Request A:
Answer these questions about the aquarium forum thread, one per line:
(i) What pH does the first poster give for their Lake Michigan water?
(ii) Which two small Geophagus does Dutch Dude name?
(iii) Which Cichlids does Toby_H say are his preferred ones?

Thank you all for the responses and reassurances of what I could actually put in there. A foot long fish still seems too big, but I guess they don't move around a whole lot. I think learning more about the "personality" of each of these large fish and what type of decor should be in the tank would help me decide. I've been watching videos on You-Tube. I do know that Flowerhorns can bite and bash on the glass and Oscars will rearrage anything in there with it.

I have been reading more lately that Discus arn't as difficult as what I was reading years ago, so I feel better about that. I will keep them as one of my options. My water is Lake Michigan water, so in looking that up, the PH is 7.5 and it isn't hard enough to need a home water softener. That's all I know at the moment.

I've been looking at African the past few days and have added the combo of Blue Dolphin- c. Moorii and yellow labs as an option.


----------



## Dutch Dude (Sep 14, 2006)

Pugmug,....I still didn't talked you over to Discus? :wink: Hmm,....well then I give up :lol: I'm not knowledge enough on Oscars, Midas, Flowerhorns and Texas so I can't help you with that. I do want to point you towards an other interesting group that might be interesting,...Geophagus and especially the small once like Orangehead and Pindare. You tank will be large enough for a group of 5.


----------



## Toby_H (Apr 15, 2005)

As the old adage goes... stable parameters are more important than specific parameters...

For that very reason I don't like to do anything to condition my local water besides add dechlorinator. This has worked great for me as my local water is excellent for my preferred Cichlids (SA/CA). Since you have interests in fish that prefer soft, moderate as well as hard water, finding out your local parameters may help you choose which way to go...

Data lines:
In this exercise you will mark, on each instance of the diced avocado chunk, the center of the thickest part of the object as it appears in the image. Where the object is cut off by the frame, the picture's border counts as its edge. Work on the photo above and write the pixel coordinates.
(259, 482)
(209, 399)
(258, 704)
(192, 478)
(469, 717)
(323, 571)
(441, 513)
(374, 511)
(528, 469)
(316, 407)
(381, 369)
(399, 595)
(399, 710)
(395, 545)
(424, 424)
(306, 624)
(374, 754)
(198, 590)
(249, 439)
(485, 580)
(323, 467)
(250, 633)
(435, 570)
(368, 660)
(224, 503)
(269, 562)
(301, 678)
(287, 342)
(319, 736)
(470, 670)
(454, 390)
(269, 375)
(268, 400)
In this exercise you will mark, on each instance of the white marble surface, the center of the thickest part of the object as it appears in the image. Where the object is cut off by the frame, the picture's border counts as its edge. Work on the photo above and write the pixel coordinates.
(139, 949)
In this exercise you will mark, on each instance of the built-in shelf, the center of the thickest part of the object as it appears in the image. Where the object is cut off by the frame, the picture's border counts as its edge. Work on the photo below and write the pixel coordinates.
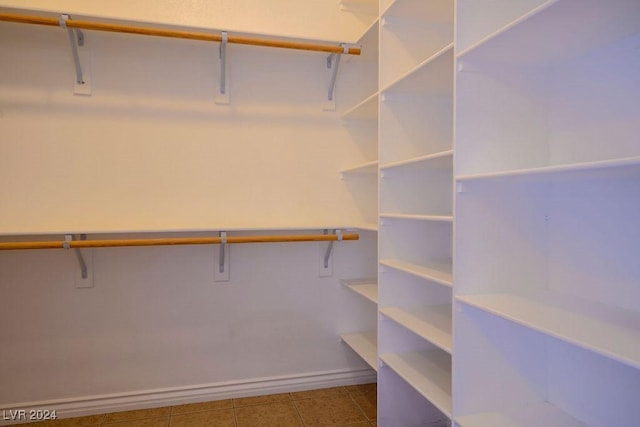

Request B: Rewrite the rows of data, changing "pixel coordinates" to "coordinates in pixels" and leaving everything else unchanged. Leave the pictures out.

Final answer A:
(i) 7.5
(ii) Orangehead and Pindare
(iii) SA/CA

Final answer B:
In this exercise you will mark, on each instance of the diced avocado chunk, the center of the thickest part of the object as it appears in the image. Where the object is cut off by the frame, the picture's border counts as its edge. Work on the photo above and write the coordinates in pixels.
(259, 482)
(209, 399)
(258, 704)
(192, 478)
(469, 717)
(323, 571)
(441, 513)
(374, 511)
(528, 469)
(316, 407)
(381, 369)
(399, 595)
(399, 710)
(395, 545)
(424, 424)
(306, 624)
(374, 754)
(198, 590)
(249, 439)
(485, 580)
(323, 467)
(250, 633)
(435, 570)
(368, 660)
(224, 503)
(269, 562)
(301, 678)
(287, 342)
(319, 736)
(470, 670)
(454, 390)
(269, 375)
(268, 400)
In this exercise you will mark, on each instance of the white marble surface, the center of the thickest part of the object as it appears in the image. Where the object is cut off by the frame, the picture's border counts as its edge. Work on the photo above and write the coordinates in pixels.
(139, 949)
In this exercise you will mark, on each instance of the built-in shelf, the center of the thickest part of the object as it appears in the image. Where the object is cut off by the frame, the picture's border counts as its edge. Work on the photo below and write the coordinates in pixels.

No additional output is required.